━━━━━ Document text ━━━━━

Question

Differentiate ${\sin }^{-1}(3x-4x^3)$ with respect to $x$, when
$\left(i\right)\frac{1}{2}<x<1,\left(ii\right)-1<x<\frac{-1}{2}$

Answer 1

Let $y={\sin }^{-1}(3x-4x^3)$
Putting $x=\sin \theta$, we get
$y={\sin }^{-1}(3\sin \theta -4{\sin }^3\theta )={\sin }^{-1}\left(\sin 3\theta \right)$

$\left(i\right)$ When $\frac{1}{2}<x<1$, then
$x=\sin \theta \Rightarrow \frac{1}{2}<\sin \theta <1$
$\Rightarrow \frac{\pi }{6}<\theta <\frac{\pi }{2}$
$\Rightarrow \frac{\pi }{2}<3\theta <\frac{3\pi }{2}$
$\Rightarrow -\frac{\pi }{2}>-3\theta >-\frac{3\pi }{2}$
$\Rightarrow -\frac{\pi }{2}<\pi -3\theta <\frac{\pi }{2}$

$y={\sin }^{-1}\left(\sin 3\theta \right)$
$\Rightarrow y={\sin }^{-1}\left(\sin \right(\pi -3\theta \left)\right)$
$\Rightarrow y=\pi -3\theta$
$\Rightarrow y=\pi -3{\sin }^{-1}x$
$\frac{dy}{dx}=0-\frac{3}{\sqrt{1-x^2}}=\frac{-3}{\sqrt{1-x^2}}$

$\left(ii\right)$ When $-1<x<\frac{-1}{2}$
$x=\sin \theta \Rightarrow -1<\sin \theta <-\frac{1}{2}$
$\Rightarrow -\frac{\pi }{2}<\theta <-\frac{\pi }{6}$
$\Rightarrow -\frac{3\pi }{2}<3\theta <-\frac{\pi }{2}$
$\Rightarrow \frac{\pi }{2}<-3\theta <\frac{3\pi }{2}$
$\Rightarrow -\frac{\pi }{2}<-\pi -3\theta <\frac{\pi }{2}$
$y={\sin }^{-1}\left(\sin 3\theta \right)$
$y={\sin }^{-1}\left(\sin \right(-\pi -3\theta \left)\right)$
$y=-\pi -3\theta$
$y=-\pi -3{\sin }^{-1}x$
$\frac{dy}{dx}=-0-\frac{3}{\sqrt{1-x^2}}=-\frac{3}{\sqrt{1-x^2}}$

━━━━━ Data listing ━━━━━

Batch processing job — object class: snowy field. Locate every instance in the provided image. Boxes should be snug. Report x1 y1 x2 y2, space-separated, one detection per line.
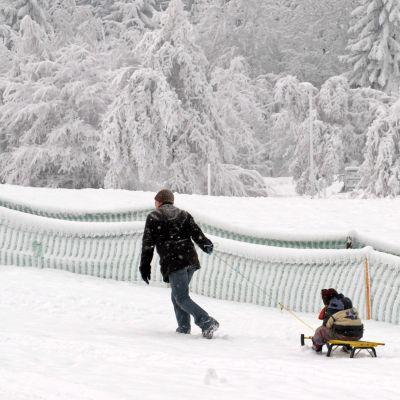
0 267 400 400
0 179 400 244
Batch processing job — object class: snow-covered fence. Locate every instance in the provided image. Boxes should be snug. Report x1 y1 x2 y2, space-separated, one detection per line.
0 196 400 256
0 208 400 323
0 196 354 249
0 196 152 222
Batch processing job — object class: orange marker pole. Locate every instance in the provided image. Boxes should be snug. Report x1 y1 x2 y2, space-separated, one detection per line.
364 257 371 319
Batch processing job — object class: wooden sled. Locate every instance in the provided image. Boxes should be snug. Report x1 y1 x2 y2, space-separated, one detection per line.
300 334 385 358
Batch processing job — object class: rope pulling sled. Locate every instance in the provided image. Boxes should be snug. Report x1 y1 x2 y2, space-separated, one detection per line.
213 248 385 358
300 333 385 358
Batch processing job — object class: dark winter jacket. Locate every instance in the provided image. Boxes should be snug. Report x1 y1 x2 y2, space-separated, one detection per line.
323 294 364 340
140 204 213 282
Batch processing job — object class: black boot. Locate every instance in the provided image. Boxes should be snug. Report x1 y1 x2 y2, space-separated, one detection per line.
202 317 219 339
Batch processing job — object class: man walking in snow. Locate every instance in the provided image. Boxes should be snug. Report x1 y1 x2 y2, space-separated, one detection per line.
139 189 219 339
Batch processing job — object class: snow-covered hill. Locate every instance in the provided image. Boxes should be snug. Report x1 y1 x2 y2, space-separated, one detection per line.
0 267 400 400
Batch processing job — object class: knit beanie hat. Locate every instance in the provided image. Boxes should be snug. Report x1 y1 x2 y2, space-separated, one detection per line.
321 288 338 305
154 189 174 204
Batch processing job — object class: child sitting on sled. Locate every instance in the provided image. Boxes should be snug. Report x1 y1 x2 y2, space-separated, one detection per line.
312 288 364 352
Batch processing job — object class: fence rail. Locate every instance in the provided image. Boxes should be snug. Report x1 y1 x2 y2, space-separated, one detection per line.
0 207 400 324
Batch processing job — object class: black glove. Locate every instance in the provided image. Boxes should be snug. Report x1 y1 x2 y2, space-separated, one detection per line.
204 243 214 254
139 267 151 284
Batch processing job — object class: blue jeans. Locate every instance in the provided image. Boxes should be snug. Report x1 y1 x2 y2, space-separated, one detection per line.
169 267 211 332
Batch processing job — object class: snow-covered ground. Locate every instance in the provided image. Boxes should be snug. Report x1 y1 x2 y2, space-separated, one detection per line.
0 184 400 244
0 267 400 400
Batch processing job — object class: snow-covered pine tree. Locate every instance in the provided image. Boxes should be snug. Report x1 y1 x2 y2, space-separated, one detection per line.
276 0 358 87
211 57 266 172
291 116 342 195
342 0 400 93
0 36 110 188
268 75 308 176
343 87 395 165
77 0 159 44
359 101 400 197
0 0 51 31
102 0 264 195
98 68 183 190
317 76 348 170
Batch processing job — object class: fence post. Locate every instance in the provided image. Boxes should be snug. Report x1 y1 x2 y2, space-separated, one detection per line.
364 256 371 319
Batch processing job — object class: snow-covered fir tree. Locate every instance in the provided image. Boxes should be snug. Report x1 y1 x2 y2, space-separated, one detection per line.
343 0 400 93
0 10 110 188
211 57 266 172
101 0 264 195
0 0 50 31
359 101 400 197
268 75 309 176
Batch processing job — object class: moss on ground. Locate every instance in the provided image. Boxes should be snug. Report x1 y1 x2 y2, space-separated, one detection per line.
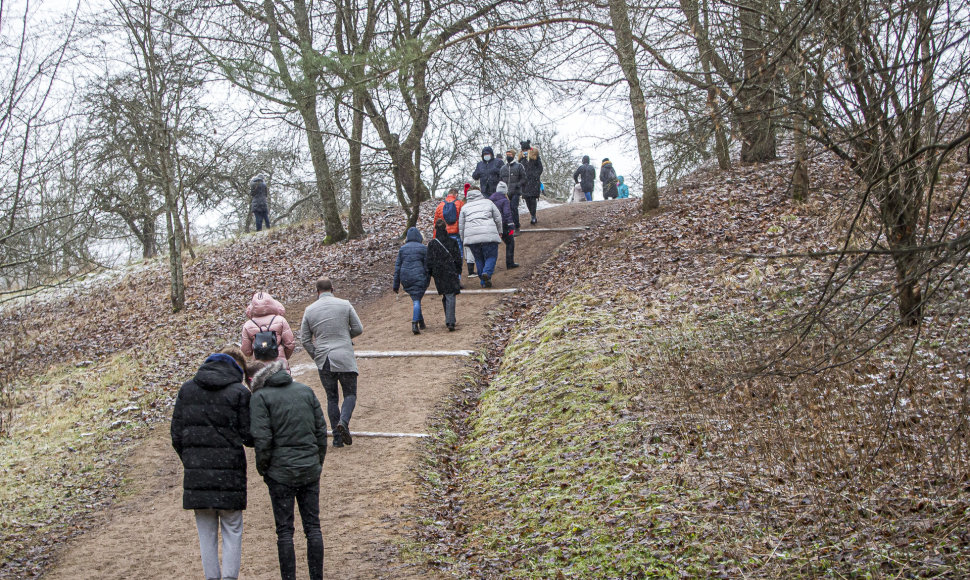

━━━━━

Tasks to complete:
- A) From the inverse sine solution, list each inequality in the chain under part (i) that follows the statement x = sin θ.
- B) In the inverse sine solution, what substitution is made for x?
- C) Condense the paragraph of the inverse sine solution that starts "Let y = sin⁻¹(3x − 4x³)" into a single sentence.

Results:
- A)
- 1/2 < sin θ < 1
- π/6 < θ < π/2
- π/2 < 3θ < 3π/2
- −π/2 > −3θ > −3π/2
- −π/2 < π − 3θ < π/2

- B) x = sin θ

- C) With y = sin⁻¹(3x − 4x³) and x = sin θ, y becomes sin⁻¹(3 sin θ − 4 sin³ θ), which equals sin⁻¹(sin 3θ).